■ **AIM OF THE EXERCISE**: Return the passage of the flat-season betting article word for word, starting with "Bill Turner: early punters'" and going on through "to the rationale.".

■ **DOCUMENT PASSAGE**:
— BEGIN —

5 Good Bets for the 2015 Flat Season

Bill Turner: early punters' pal

Bill Turner: early punters’ pal

Doncaster hosts the first flat turf meeting of the year this weekend and, ahead of the Brocklesby and the Lincoln and the rest, I’ve picked out what I think are five good bets for the season.

Time inevitably will be the final arbiter of how good they actually are, but hopefully all have some sort of robustness to the rationale.

Good Bet #1: Just That Lord to win the Brocklesby

The opening race of the turf flat season, and the first for two year olds, is the Brocklesby Conditions Stakes. It’s a race in which one generally low profile trainer has a preposterously good record.

Bill Turner is his name and, though he may be more famous for riding a zebra to his local boozer, he always has his babies very well forward for the start of the flat.

Incredibly, he’s saddled no less than six Brocklesby winners, and four of the last nine. Since 2006, from a single runner each year, Turner’s Brocklesby form string reads 101621412, a remarkable feat for any trainer let alone one with just a handful of horses.

I don’t know anything about Just That Lord’s breeding, except that he’s a home bred by owner Mrs M S Teversham, who also bred and owned the 2002 winner, The Lord. But I do know that if he’s lining up in this for Mr T, he must be nippy.

— END —

■ **DATA SECTION**:
— BEGIN —

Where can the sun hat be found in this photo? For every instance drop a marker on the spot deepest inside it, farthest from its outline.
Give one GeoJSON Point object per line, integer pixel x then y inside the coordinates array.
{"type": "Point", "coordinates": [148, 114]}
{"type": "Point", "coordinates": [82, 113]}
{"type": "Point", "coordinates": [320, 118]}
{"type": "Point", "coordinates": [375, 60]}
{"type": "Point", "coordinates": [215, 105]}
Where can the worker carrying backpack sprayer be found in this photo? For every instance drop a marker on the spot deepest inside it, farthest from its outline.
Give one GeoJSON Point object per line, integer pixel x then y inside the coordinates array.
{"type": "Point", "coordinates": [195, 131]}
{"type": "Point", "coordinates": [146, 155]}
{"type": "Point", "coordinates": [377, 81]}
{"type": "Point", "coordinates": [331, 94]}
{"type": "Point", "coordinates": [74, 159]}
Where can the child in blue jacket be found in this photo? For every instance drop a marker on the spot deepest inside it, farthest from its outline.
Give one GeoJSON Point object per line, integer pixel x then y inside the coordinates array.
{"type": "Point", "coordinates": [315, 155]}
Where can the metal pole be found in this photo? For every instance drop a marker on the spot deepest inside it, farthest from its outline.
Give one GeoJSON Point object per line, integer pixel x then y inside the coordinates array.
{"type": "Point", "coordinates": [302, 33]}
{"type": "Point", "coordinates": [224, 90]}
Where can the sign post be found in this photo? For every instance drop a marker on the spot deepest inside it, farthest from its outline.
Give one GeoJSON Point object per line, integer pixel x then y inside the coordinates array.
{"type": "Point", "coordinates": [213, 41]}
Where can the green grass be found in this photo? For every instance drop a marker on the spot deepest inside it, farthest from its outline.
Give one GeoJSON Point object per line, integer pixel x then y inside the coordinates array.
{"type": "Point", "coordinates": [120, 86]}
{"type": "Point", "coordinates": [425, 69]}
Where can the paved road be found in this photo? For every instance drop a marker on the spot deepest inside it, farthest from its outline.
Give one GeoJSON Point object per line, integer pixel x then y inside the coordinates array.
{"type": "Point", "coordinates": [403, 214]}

— END —

■ **TASK SOLUTION**:
Bill Turner: early punters' pal

Bill Turner: early punters’ pal

Doncaster hosts the first flat turf meeting of the year this weekend and, ahead of the Brocklesby and the Lincoln and the rest, I’ve picked out what I think are five good bets for the season.

Time inevitably will be the final arbiter of how good they actually are, but hopefully all have some sort of robustness to the rationale.